(What you should do) Rewrite each of the entries below with "Reviewer note" changed to "Checker note" wherever it occurs. Keep every other word and mark the same.

---

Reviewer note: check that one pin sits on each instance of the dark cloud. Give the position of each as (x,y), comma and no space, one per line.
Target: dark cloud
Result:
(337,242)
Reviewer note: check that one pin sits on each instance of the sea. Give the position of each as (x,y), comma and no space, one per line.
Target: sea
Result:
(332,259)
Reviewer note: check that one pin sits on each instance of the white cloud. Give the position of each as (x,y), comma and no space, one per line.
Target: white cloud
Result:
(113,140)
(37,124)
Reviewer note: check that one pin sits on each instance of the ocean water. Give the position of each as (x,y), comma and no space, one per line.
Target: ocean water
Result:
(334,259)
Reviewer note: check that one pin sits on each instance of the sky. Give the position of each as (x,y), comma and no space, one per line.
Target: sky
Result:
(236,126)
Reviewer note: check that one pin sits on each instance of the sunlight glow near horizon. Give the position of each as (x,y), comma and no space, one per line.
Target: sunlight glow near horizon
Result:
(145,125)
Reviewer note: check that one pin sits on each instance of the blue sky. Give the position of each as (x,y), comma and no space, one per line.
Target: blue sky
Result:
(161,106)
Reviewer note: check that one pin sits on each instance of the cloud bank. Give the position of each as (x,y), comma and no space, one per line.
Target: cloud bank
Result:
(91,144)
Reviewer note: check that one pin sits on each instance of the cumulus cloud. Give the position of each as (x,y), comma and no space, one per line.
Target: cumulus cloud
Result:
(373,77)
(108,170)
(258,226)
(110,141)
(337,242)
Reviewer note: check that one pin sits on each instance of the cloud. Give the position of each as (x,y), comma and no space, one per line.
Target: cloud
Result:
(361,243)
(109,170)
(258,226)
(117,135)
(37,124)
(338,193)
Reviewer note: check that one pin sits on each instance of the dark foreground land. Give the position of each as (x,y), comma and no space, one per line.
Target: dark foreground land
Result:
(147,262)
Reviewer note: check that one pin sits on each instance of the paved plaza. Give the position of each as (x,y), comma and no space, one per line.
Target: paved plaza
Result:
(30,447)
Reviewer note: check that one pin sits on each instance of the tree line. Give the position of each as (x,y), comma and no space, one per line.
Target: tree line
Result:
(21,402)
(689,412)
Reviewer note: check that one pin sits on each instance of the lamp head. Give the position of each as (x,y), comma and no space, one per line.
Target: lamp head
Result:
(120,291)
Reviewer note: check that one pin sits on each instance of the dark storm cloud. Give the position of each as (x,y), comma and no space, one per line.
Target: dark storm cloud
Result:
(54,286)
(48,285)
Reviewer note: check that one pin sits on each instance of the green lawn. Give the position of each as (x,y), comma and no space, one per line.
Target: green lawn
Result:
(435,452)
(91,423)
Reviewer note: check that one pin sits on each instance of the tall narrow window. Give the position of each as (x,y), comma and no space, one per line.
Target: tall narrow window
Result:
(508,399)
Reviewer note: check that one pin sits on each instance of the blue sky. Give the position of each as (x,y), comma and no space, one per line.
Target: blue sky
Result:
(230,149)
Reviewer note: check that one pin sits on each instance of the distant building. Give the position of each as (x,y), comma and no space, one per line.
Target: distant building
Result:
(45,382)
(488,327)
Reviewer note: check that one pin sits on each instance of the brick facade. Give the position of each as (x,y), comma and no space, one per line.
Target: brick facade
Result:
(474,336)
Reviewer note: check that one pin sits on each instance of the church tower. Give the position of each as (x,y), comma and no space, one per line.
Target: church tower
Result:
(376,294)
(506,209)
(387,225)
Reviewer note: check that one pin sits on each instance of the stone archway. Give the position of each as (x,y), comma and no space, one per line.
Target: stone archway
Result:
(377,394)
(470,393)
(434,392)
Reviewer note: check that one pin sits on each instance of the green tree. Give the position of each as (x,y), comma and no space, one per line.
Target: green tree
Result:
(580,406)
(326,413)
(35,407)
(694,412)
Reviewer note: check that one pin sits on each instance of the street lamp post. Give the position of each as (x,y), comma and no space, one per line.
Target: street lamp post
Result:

---

(Response)
Checker note: check that one pin sits on each instance of the dark cloud. Give the position of each as (x,y), comma and no space, one per line.
Target: dark cloud
Result:
(337,242)
Checker note: check that one pin sits on each instance of the sea. Give the position of each as (x,y), comma and no space, one per line.
Target: sea
Result:
(332,259)
Checker note: check that one pin sits on each instance of the white cloud. Give the position of each as (x,y), comma and no space, one per line.
Target: white cloud
Result:
(113,140)
(37,124)
Checker note: check that one pin sits on each instance of the ocean water. Give the position of each as (x,y), comma and no space, one per line.
Target: ocean water
Result:
(334,259)
Checker note: check that one pin sits on each instance of the sky. Give the position of each as (x,y), comma and no space, one per line.
Target: sky
Result:
(236,126)
Checker note: check that one pin sits on each instance of the sunlight glow near horizon. Give the position of each as (x,y), comma and no space, one per line.
Target: sunlight glow near horizon
Result:
(145,125)
Checker note: check that one pin sits on each instance of the blue sky. Give the position of each as (x,y), comma and no space, one per line.
Target: blue sky
Result:
(161,106)
Checker note: check that one pin sits on each instance of the cloud bank. Give the position of each as (x,y), comma and no space, one per line.
Target: cloud bank
Result:
(91,144)
Checker note: check that one pin sits on each instance of the cumulus cloud. Give the position of each as (x,y), comma and no space, one per line.
Target: cumulus cloud
Result:
(373,77)
(108,170)
(258,226)
(110,141)
(337,242)
Checker note: check that one pin sits on each instance of the cloud. Give the position of each as (x,y), comma and no space, one per line.
Target: cloud
Result:
(361,243)
(109,170)
(258,226)
(117,135)
(37,124)
(338,193)
Checker note: check that one pin sits on each instance of the dark foreground land. Give the position of each as (x,y), comma and no space, one per line.
Target: dark foreground land
Result:
(147,262)
Checker note: check that one pin sits on each instance of the paved plaza. Give the position of each as (x,y), comma and no space, one per line.
Target: paved plaza
Result:
(30,447)
Checker note: check that one pin sits on each instance of the tree line. Give the position of each as (x,y), comma and no space, one per line.
Target: tree line
Result:
(21,402)
(689,412)
Checker note: check that one pin sits on each instance of the lamp head. Give the position of each as (x,y), comma and no space, one per line.
Target: lamp head
Result:
(120,291)
Checker note: check that one pin sits on each instance of the dark storm cloud. Give the position of each as (x,y), comma and no space, one per line.
Target: dark storm cloud
Result:
(54,286)
(48,285)
Checker note: check that one pin sits on each instance of the green lawn. Give the position of each as (x,y), comma and no space, one per line.
Target: green lawn
Result:
(435,452)
(91,423)
Checker note: check that one pin sits on each instance of the tall narrow window. Give the position of each as (x,y), comma and no space, one per line.
Target: tall narrow window
Result:
(508,399)
Checker note: check that one pin sits on each instance of the blue sky. Give the position of each as (x,y), comma and no space, one per line.
Target: blue sky
Result:
(230,149)
Checker note: check that one pin sits on each instance of the distant building. Give the position of each as (x,y), comma and no space, one per line.
Target: distant building
Result:
(45,382)
(488,327)
Checker note: check that one pin sits on each instance of the brick facade. Give the position of each as (x,y), comma and no space, one per line.
Target: brick facade
Result:
(474,336)
Checker note: check that one pin sits on each instance of the church tower. Give the position of each as (x,y), comma and no space, one per line.
Target: church tower
Result:
(376,294)
(506,209)
(387,225)
Checker note: check that one pin sits on each instance of the stone archway. Give the position of each as (x,y), comma and no space, one per line.
Target: stone archway
Result:
(377,394)
(470,393)
(434,392)
Checker note: check that one pin sits on each instance of the green tree. Give the position of each as (x,y), comma and no space, one per line.
Target: green tree
Result:
(580,406)
(326,413)
(35,407)
(694,412)
Checker note: check that one pin sits on each instance of the street lamp post. Give the position of each as (x,y), comma and no space, one per line.
Target: street lamp post
Result:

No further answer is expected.